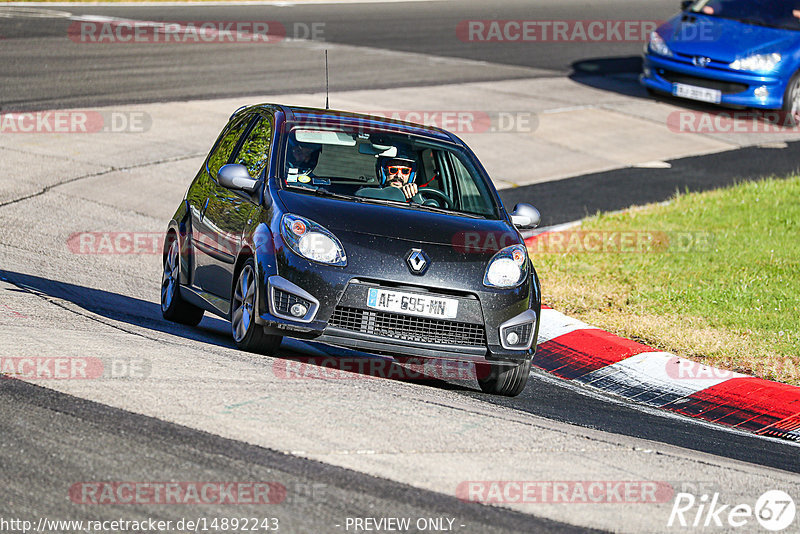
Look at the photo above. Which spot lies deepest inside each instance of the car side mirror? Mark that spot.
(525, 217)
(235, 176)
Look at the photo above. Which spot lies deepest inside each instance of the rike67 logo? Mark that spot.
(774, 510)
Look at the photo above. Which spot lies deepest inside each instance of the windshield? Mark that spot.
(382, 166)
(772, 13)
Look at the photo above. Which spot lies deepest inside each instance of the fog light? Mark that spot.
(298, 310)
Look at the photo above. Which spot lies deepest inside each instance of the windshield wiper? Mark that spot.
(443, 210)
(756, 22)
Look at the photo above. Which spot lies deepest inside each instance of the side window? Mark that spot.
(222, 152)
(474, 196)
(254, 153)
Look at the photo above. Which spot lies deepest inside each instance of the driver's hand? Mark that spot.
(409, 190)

Task brief — Give back exactly the lines from the one that contains "window? Mark that spot." to the end of the material, both ends kept, and no other line.

Problem solution —
Look at the photo above. Which spot lies deepest inside each instance of the side window? Mark that spot.
(222, 152)
(474, 196)
(254, 153)
Look at the photo above. Which spot lies deepest inside each instance of the driver's hand? Mark that spot.
(409, 190)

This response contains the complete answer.